- **Task brief**
When you retype the records that follow, keep each word as it is and drop any pictures.

- **Data to use**

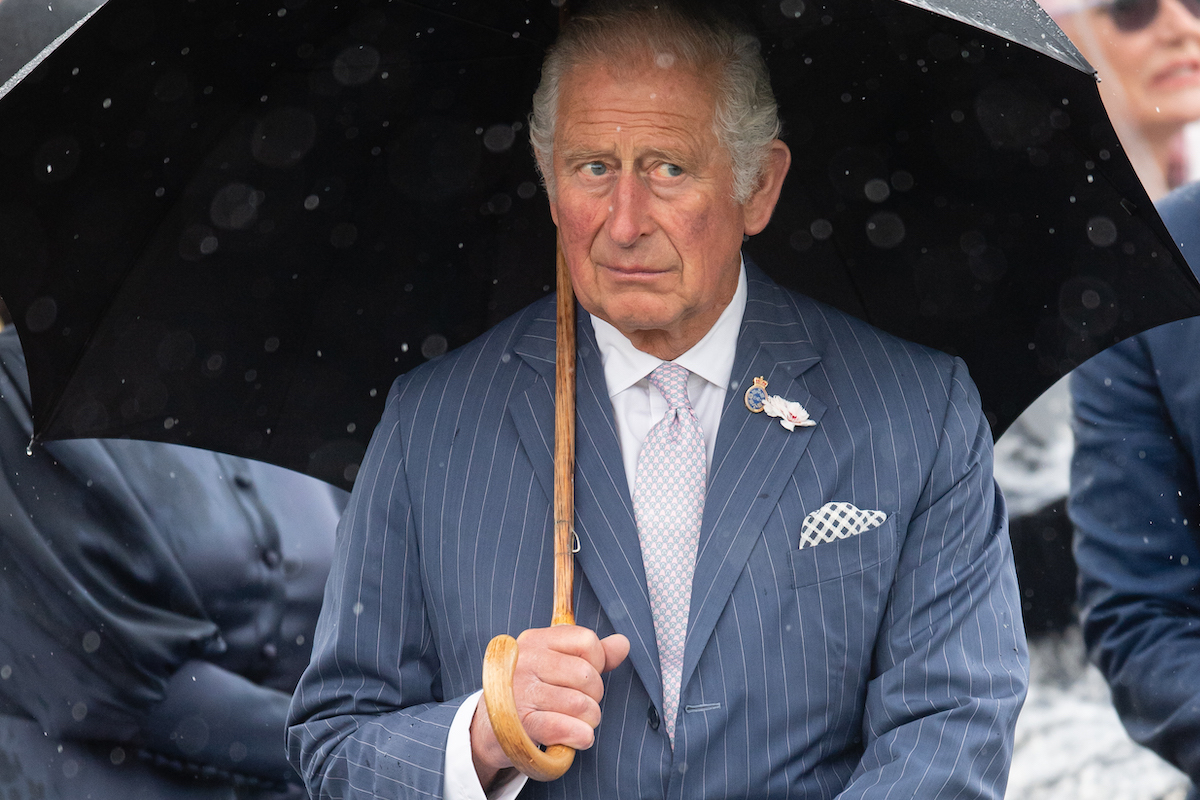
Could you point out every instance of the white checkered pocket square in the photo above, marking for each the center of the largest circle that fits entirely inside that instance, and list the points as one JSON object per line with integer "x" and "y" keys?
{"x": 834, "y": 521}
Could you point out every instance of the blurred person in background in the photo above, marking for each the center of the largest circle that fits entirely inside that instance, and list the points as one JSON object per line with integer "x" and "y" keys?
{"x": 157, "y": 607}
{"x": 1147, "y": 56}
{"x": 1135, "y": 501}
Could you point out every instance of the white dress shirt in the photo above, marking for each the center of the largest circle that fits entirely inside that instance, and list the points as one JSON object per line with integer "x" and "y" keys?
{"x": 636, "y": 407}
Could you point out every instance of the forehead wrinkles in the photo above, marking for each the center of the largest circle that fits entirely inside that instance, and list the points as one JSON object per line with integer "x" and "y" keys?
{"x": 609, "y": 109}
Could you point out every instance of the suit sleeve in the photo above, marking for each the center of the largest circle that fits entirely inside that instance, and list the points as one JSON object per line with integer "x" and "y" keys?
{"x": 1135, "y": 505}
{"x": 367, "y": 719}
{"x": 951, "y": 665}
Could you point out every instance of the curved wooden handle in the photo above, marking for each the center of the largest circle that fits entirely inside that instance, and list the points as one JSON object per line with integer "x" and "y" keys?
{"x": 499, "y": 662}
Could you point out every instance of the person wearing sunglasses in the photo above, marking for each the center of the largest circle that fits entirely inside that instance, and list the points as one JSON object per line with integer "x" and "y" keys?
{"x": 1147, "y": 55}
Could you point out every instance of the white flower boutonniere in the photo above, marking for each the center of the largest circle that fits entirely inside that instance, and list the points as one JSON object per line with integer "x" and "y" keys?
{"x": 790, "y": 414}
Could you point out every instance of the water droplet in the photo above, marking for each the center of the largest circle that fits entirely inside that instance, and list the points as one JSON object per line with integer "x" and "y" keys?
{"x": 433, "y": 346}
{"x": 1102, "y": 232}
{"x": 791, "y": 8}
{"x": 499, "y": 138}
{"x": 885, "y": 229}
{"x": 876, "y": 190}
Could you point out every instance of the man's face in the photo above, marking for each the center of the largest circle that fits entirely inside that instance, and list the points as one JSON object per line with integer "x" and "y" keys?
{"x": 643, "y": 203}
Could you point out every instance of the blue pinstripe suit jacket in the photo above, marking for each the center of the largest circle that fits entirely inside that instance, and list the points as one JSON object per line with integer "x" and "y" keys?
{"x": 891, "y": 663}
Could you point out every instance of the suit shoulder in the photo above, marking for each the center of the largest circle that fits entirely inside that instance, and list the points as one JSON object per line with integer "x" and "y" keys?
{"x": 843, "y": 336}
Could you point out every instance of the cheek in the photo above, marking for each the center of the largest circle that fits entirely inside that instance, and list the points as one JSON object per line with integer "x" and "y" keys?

- **Answer to the exercise**
Could you point out every instance of the white checkered pocket square in the photo above, marking for each the center of the largest circle that fits entirely inside that instance, and list the points as one JSON object per line with integer "x" and "y" keys?
{"x": 834, "y": 521}
Could you point out every instance of the blurred person in background in the photo above, marking for each the center of the largest circle that fits entirely inside that instance, and list the points as one JSON object per line with integer "x" and "y" keys?
{"x": 157, "y": 607}
{"x": 1147, "y": 56}
{"x": 1135, "y": 501}
Could you point out every instance of the white dress shirt in the photo above, marking for each the center of the largest circle that fits entirely inside that instance, and list the points as one JSON object per line with integer "x" and "y" keys?
{"x": 636, "y": 407}
Could you point out every instance of the forehead wrinkles in the photo above, marking for each the center of the largest circle that fits entirely inside that instance, and list the points as one JSON object per line with integer "x" and "y" keys?
{"x": 609, "y": 109}
Could you point out every instance of the suit sleeve in the photo above, marking for each the center of the largest circle that fits entirely inside that instance, and list the points as one JSON object per line with integer "x" and "y" keys?
{"x": 1135, "y": 505}
{"x": 367, "y": 719}
{"x": 951, "y": 665}
Could you point out every instance of the curved wooden handle in the photo above, marking for each the center of the largest circle that fits entirely inside that instance, and list the points as one JSON object per line with integer "x" and "y" keys?
{"x": 499, "y": 662}
Could you point out every instance of the person wearing sunglasses in the photo above, marking for each the center of the largest circle that fits entirely inside that instance, and list the points as one JSON object per line with integer "x" and "y" keys?
{"x": 1147, "y": 55}
Could you point out every instance of the white flower boutonniere in the photo above, marking for each the center of the largest circle that fits entirely inside that instance, and list the points as one JSON object per line with integer "x" and "y" keys?
{"x": 790, "y": 414}
Could you point out every instance of the water droplet in the photo above, marking for each the center of the largest circle that fits entirely inside that instance, and list the points as one JSON object per line with integer "x" and "y" keys?
{"x": 433, "y": 346}
{"x": 1102, "y": 232}
{"x": 791, "y": 8}
{"x": 499, "y": 138}
{"x": 885, "y": 229}
{"x": 876, "y": 190}
Could you point out every instance of the man's face in the photo above, marking for each the center of the largest circle that fits entirely inside that instance, and list the points as one JSON object per line with integer "x" and "y" keys?
{"x": 643, "y": 203}
Could you point out every instance of the blue pinstripe suit jacket in the photo above, marking for each the center of the largest circle that fits entirely inside that instance, and list the points as one JSON object per line with integer "x" and "y" keys?
{"x": 891, "y": 663}
Could you point out every instance of the suit shoulder in the photo above, marking for each the center of the largest circle that fits entirely inside that instance, and list the points as one JSON object per line with integer "x" and "y" keys?
{"x": 843, "y": 336}
Could you point out every instance of the cheek in the photo above, marking for each the center of the largest circle that fits entirely inside that instance, and list the points as one JSON object per line with integer "x" and "y" keys?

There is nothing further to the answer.